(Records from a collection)
--------------------------------------------------

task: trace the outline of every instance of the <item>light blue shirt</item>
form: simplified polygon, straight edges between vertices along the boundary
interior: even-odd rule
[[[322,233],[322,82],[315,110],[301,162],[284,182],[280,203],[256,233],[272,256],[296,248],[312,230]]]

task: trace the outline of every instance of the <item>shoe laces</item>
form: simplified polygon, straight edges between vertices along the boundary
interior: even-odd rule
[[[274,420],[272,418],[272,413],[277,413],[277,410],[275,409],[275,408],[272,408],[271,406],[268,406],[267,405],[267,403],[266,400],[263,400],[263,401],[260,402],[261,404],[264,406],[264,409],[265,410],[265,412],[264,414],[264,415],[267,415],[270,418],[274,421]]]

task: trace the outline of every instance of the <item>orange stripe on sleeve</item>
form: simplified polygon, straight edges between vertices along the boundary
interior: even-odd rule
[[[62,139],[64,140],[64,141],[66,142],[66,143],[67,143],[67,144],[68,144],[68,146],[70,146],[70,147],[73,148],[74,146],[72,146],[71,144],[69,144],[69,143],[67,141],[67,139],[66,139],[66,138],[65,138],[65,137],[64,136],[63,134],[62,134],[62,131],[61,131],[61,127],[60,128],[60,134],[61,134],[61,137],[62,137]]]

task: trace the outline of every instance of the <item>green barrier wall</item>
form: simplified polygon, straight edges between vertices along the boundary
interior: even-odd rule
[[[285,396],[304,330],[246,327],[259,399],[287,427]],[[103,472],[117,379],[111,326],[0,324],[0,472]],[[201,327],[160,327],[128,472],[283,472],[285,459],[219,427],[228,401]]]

--------------------------------------------------

= Task goal =
Reproduce each line of the records above verbatim.

= Task response =
task: trace the outline of every instance of the <item>light blue shirt</item>
form: simplified polygon, straight edges between vertices along the boundary
interior: even-odd rule
[[[322,233],[322,82],[315,110],[301,162],[284,182],[280,203],[256,233],[272,256],[296,248],[312,230]]]

task: trace the outline of every instance of the <item>shoe laces</item>
form: simplified polygon, straight edges between vertices along the boundary
interior: even-odd rule
[[[274,420],[272,418],[272,413],[277,413],[277,410],[275,409],[275,408],[272,408],[271,406],[268,406],[267,405],[267,403],[266,400],[263,400],[263,401],[260,402],[261,404],[264,406],[264,409],[265,410],[265,412],[264,414],[264,415],[267,415],[270,418],[274,421]]]

task: trace the outline of every instance of the <item>orange stripe on sleeve</item>
form: simplified polygon, straight edges between vertices along the boundary
interior: even-odd rule
[[[62,139],[64,140],[64,141],[66,142],[66,143],[67,143],[67,144],[68,144],[68,146],[70,146],[70,147],[73,148],[74,146],[72,146],[71,144],[69,144],[69,143],[67,141],[67,139],[66,139],[66,138],[65,138],[65,137],[64,136],[63,134],[62,134],[62,131],[61,131],[61,127],[60,128],[60,134],[61,134],[61,137],[62,137]]]

task: trace the outline of every instance of the <item>green barrier wall</item>
form: simplified polygon, straight edges between vertices along the boundary
interior: even-odd rule
[[[285,396],[304,330],[246,327],[259,399],[287,427]],[[103,472],[117,379],[111,326],[0,324],[0,472]],[[201,327],[160,327],[128,472],[283,472],[285,459],[219,427],[228,401]]]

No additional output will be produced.